Ein Hoffnungsschimmer im Pharmageschäft
Es wirkt wie ein paradoxes Quartal: Bayer verdient mehr als erwartet – doch der Konzern bleibt angeschlagen. Der operative Gewinn (Ebitda) geht um 7,4 % zurück, was zunächst düster klingt.
Doch Analysten hatten Schlimmeres prognostiziert. Dass es nicht so kam, liegt an einem unerwartet starken Pharmasegment. Die Anleger dankten es mit einem Kursplus von bis zu elf Prozent.
Aber: Wer glaubt, Bayer sei damit über den Berg, irrt. Der Konzern bleibt tief verstrickt in ein Geflecht aus Patentabläufen, Produkthaftungsklagen, Umsatzeinbrüchen im Agrargeschäft – und wachsender interner Unruhe.
Agrar schwächelt – und wird zur Belastung
Der einst als Wachstumsanker gehandelte Agrarbereich entwickelt sich zum Klotz am Bein. Der operative Gewinn der Sparte brach um über zehn Prozent ein, der Umsatz sank um 3,3 %. Für ein Segment, das eigentlich die Lücken im Pharmabereich stopfen sollte, ist das ein denkbar schlechter Befund.

▶ _Gezeigte Einträge_:
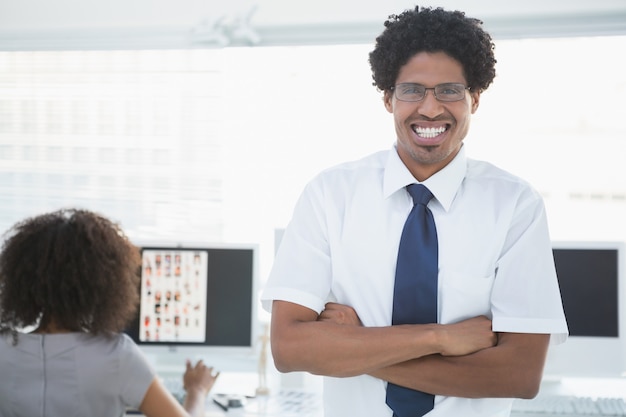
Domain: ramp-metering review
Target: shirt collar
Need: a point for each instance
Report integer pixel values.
(443, 184)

▶ _Arbeitsaufträge_:
(a) Gib bitte aus dem Text über Bayer alles von „Doch Analysten hatten“ bis hinunter zu „wachsender interner Unruhe.“ wortgetreu aus.
(b) Setze den Text über Bayer im Anschluss an seinen letzten Satz fort.
Die Einträge sind eigenständiges Material und gehören nicht zum Text über Bayer.

▶ _Antworten_:
(a)
Doch Analysten hatten Schlimmeres prognostiziert. Dass es nicht so kam, liegt an einem unerwartet starken Pharmasegment. Die Anleger dankten es mit einem Kursplus von bis zu elf Prozent.
Aber: Wer glaubt, Bayer sei damit über den Berg, irrt. Der Konzern bleibt tief verstrickt in ein Geflecht aus Patentabläufen, Produkthaftungsklagen, Umsatzeinbrüchen im Agrargeschäft – und wachsender interner Unruhe.

(b)
Die Gründe sind bekannt – und tiefgreifend. In den USA ist die Zulassung des Unkrautvernichters Dicamba ausgesetzt, in Europa verzichtet Bayer selbst auf die Verlängerung für Movento. Der Umsatz mit Glyphosat fiel um zehn Prozent, obwohl Bayer dies als temporär bezeichnet.
Gleichzeitig ist die Konkurrenz aus Asien aggressiver denn je. Generikahersteller drängen auf den Markt, drücken die Preise – und entziehen Bayers Pflanzenschutzgeschäft die Luft zum Atmen.
Ein Pharmasegment im Aufbruch – trotz Xarelto-Verlusten
Während das Agrargeschäft schwächelt, liefert die Pharmasparte. Zwar schrumpfen die Umsätze mit dem früheren Blockbuster Xarelto – minus 31 Prozent im Quartal – doch neue Medikamente machen Boden gut.
Der Prostatakrebs-Wirkstoff Nubeqa und das Nierenpräparat Kerendia wachsen jeweils um rund 80 % – eine beeindruckende Dynamik.
Auch Verhütungsmittel und Radiologie legten zu. Der operative Gewinn im Pharma-Bereich kletterte um 12,4 %. Konzernchef Bill Anderson sieht die Sparte am oberen Ende der Jahresprognose – und wäre bei stabilerem Umfeld noch optimistischer.
Doch die Unsicherheit bleibt: Sollte Trump Zölle auf Medikamente einführen – etwa auf Importe aus der EU oder Asien – könnte das Portfolio erneut unter Druck geraten. Noch sind Arzneien ausgenommen. Doch es läuft bereits eine US-Untersuchung zu Pharmaimporten. Bayer hält sich daher mit Jubel zurück.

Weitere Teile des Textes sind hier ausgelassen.